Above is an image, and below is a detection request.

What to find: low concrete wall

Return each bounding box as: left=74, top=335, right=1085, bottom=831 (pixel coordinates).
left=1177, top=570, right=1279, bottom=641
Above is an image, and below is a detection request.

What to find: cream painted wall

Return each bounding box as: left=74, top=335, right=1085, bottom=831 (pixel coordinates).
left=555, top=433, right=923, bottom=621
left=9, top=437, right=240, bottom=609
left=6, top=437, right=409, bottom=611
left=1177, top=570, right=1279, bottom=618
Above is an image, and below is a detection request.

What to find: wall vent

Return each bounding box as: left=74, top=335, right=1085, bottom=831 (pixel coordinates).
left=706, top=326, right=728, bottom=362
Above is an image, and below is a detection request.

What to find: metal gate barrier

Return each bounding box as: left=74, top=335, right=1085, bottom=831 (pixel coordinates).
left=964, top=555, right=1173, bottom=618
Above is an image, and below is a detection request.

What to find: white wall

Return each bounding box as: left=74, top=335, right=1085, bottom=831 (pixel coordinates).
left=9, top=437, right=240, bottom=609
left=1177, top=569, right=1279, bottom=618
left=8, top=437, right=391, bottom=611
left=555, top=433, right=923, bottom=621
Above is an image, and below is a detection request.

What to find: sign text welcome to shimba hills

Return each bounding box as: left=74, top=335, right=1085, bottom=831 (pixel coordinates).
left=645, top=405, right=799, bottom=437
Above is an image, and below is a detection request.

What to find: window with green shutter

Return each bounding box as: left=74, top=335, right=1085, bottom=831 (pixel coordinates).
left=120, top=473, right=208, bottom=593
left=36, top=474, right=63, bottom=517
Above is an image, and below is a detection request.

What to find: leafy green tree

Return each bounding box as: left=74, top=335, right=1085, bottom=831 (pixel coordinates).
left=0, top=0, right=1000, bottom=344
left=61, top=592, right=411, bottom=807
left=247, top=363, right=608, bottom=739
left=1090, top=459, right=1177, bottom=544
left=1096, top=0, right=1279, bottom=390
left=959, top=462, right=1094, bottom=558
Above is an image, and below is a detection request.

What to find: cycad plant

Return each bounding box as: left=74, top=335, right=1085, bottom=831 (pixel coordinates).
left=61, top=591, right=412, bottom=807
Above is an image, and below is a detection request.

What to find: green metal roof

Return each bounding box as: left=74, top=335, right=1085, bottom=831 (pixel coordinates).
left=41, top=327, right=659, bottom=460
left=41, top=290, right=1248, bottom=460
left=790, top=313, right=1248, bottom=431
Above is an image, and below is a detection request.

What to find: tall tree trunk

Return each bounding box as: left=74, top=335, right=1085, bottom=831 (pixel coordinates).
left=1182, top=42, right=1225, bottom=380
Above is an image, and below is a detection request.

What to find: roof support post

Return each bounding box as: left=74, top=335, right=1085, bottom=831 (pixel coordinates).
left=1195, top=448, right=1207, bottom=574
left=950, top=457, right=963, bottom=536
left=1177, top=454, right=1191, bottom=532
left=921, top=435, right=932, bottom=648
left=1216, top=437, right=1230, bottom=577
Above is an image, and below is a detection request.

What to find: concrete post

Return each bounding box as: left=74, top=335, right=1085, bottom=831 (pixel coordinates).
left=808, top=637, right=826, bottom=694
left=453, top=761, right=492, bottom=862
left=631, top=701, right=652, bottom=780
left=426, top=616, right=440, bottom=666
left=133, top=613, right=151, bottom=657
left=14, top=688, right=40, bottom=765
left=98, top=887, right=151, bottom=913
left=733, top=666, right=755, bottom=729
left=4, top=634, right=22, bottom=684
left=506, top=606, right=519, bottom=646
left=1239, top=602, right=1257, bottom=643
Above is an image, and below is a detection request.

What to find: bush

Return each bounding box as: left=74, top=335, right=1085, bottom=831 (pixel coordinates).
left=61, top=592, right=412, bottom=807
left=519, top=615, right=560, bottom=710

> [Stated task]:
Count the lines in the listing above that contain the string "metal", matching case exactly. Reply with the number alone.

> [Solution to this task]:
2